**To be done**:
Transcribe the entire listing below line for line, changing nothing.

**Excerpts from a pointing dataset**:
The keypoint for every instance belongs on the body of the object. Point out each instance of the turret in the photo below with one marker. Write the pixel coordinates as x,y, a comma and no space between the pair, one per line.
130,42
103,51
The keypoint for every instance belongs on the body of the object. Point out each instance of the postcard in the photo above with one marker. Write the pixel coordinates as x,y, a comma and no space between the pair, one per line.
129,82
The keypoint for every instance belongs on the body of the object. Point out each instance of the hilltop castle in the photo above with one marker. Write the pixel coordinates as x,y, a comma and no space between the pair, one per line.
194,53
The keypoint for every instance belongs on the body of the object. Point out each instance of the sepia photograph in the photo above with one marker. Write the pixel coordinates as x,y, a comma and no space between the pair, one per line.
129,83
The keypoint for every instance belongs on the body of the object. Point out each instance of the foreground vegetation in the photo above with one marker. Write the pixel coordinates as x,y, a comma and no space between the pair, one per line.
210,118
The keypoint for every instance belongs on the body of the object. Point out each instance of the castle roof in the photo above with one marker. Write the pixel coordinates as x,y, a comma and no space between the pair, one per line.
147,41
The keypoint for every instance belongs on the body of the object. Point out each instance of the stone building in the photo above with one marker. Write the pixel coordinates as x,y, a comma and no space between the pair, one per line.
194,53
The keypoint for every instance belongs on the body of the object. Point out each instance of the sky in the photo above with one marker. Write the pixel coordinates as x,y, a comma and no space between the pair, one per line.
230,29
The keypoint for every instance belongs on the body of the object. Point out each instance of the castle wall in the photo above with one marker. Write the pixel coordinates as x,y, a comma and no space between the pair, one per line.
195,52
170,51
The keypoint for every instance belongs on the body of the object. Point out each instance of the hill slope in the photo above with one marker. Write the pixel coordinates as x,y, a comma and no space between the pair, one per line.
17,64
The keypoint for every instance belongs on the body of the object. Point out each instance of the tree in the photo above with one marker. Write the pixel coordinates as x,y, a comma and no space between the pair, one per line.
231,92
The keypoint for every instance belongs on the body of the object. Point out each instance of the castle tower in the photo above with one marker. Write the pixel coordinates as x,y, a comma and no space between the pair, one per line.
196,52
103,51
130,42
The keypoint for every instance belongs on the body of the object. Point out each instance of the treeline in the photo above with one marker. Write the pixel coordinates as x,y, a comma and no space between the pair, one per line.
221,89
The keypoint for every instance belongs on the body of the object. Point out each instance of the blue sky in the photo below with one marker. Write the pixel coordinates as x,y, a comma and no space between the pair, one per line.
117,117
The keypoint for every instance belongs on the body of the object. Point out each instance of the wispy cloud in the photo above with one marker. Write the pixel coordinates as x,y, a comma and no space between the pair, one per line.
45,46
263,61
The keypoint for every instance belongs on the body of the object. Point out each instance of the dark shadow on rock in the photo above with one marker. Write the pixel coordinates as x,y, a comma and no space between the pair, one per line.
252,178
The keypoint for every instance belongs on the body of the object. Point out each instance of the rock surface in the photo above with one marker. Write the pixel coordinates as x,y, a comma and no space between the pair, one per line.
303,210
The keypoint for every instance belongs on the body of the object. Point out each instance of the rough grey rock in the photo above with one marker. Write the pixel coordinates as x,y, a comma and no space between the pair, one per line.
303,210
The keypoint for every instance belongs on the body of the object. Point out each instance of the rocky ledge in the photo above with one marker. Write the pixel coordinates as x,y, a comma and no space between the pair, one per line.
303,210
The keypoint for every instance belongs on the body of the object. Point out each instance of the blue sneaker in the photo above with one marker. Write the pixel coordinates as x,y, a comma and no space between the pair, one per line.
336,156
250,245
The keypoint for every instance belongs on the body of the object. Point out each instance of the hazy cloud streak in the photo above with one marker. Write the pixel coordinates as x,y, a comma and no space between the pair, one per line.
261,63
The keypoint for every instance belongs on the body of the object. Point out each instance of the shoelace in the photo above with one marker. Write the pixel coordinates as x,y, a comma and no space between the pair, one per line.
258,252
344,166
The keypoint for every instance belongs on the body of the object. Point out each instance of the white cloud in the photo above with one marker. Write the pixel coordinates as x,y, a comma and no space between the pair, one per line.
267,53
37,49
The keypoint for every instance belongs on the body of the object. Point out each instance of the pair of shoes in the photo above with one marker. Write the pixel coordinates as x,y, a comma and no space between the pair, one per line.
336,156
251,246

**Answer for this exercise**:
The keypoint for every instance belongs on the body of the object. Point out each instance of the turret in the photo below with one marker. Write the pixel coordinates as x,y, a comma and no space between the pair, one per line.
130,42
103,51
The keypoint for every instance belongs on the body of the object. Point out each instance of the postcard in the photo above with one marker. Write the pixel coordinates as x,y, a comma and no space between the pair, one per line.
129,82
The keypoint for every instance belongs on the body of the object. Point out each instance of the hilltop castle in the photo above with one marker. Write the pixel coordinates as x,y, a comma and no space between the pair, one per line.
194,53
The keypoint for every instance belongs on the body of the object. Point out each instance of the sepia photograph in the photo above with one marker. Write the pixel coordinates as x,y, a comma and no space between the pair, one per line.
129,83
The keypoint for every instance belongs on the body of the object. Point out each instance of the foreground vegetation in the photo above with one marker. Write the pixel coordinates as x,y, a comma and no space between the pair, one per line.
210,118
The keypoint for every instance belongs on the body of the object. Point out each instance of the castle roof in the photo above with one marker. Write the pixel coordinates as x,y, a comma and no space between the pair, one per line.
147,41
The keypoint for every instance belongs on the body of the object. Point out each instance of the stone building in the photo above with one marker. Write the pixel coordinates as x,y, a comma and no space between the pair, one per line.
194,53
The keypoint for every instance belongs on the body of the object. Point out each instance of the sky in the photo above with one marker. Write the pixel coordinates as x,y, a comma and no space between the pair, one per line.
230,29
The keypoint for every instance belongs on the body of the object. Point out each instance of the castle wall in the photo above with one marker. Write the pixel coordinates as x,y, a comma and no space between the pair, one per line.
195,52
170,51
The keypoint for every instance belongs on the body of the object. Point out each instance of the hill slope in the photo above with one marker. Write the pixel coordinates as x,y, a comma and no space between the pair, one per line.
17,64
The keypoint for every instance belongs on the body of the object. Point out each instance of the tree in the photo above with one marker. Write the pixel coordinates as x,y, a comma and no space between the pair, one per line.
231,92
The keypoint for every instance belongs on the body of the object. Point out each instance of the castle tower in the photo above with one marker. Write the pixel coordinates as x,y, a comma and no space between the pair, one per line.
196,52
103,51
130,42
The keypoint for every instance belongs on the body of the object. Point out each instance of the treeline in the photo above with one marker. Write the pixel coordinates as x,y, a comma and no space between the pair, one per line.
221,89
The keypoint for every instance belongs on the body of the object. Point out each instance of the blue sky in the photo below with one marker. Write the pixel coordinates as x,y, a comma and no space between the pair, one per line.
117,117
The keypoint for every instance belongs on the body of the object. Point out each instance of the wispy cloud in the photo above with one marker. Write the pixel coordinates as x,y, a comma and no space between the pair, one per line.
45,46
263,61
The keypoint for every instance belongs on the body of the object. Point out each instance of the dark shadow on rock in the photo above with one marker. Write the pixel coordinates as x,y, a comma and no space between the pair, one per line.
252,178
The keypoint for every instance belongs on the body of the object. Point out each instance of the rock surface in the photo above with one marker. Write the pixel coordinates as x,y, a comma and no space between the pair, one per line.
303,210
The keypoint for every instance belongs on the body of the object. Point out each instance of the rough grey rock in the photo above with one marker. Write the pixel coordinates as x,y, a comma and no space between the pair, one per line.
303,210
The keypoint for every instance belongs on the body of the object. Point out each instance of the rocky ledge in the photo above with one marker. Write the pixel coordinates as x,y, a comma and no space between the pair, one per line.
303,210
The keypoint for every instance belongs on the body of the object. Point out each instance of the blue sneaker in the photo above with one marker. Write the pixel coordinates as x,y, a comma and no space between the pair, one per line.
336,156
250,245
The keypoint for every instance belongs on the body of the object. Point out each instance of the hazy cloud streak in the photo above with one marker. Write the pixel coordinates as x,y, a comma and no space between the pair, one per line.
261,63
The keypoint for every instance belongs on the body of the object. Point out each instance of the shoelace in the photo above with one marker. Write the pixel coordinates as x,y, a comma and no space between the pair, one per line.
258,252
344,166
The keypoint for every instance belongs on the body of the object. Point out each instance of the white cloud in the photo above with one marker. Write the pixel coordinates as x,y, a comma and no space between the pair, one per line.
267,53
37,49
The keypoint for every instance belongs on the body of the object. Point out each instance of the pair of shoes in the photo above with one marker. Write the pixel coordinates as x,y, a comma and no space between the pair, one per line.
336,156
251,246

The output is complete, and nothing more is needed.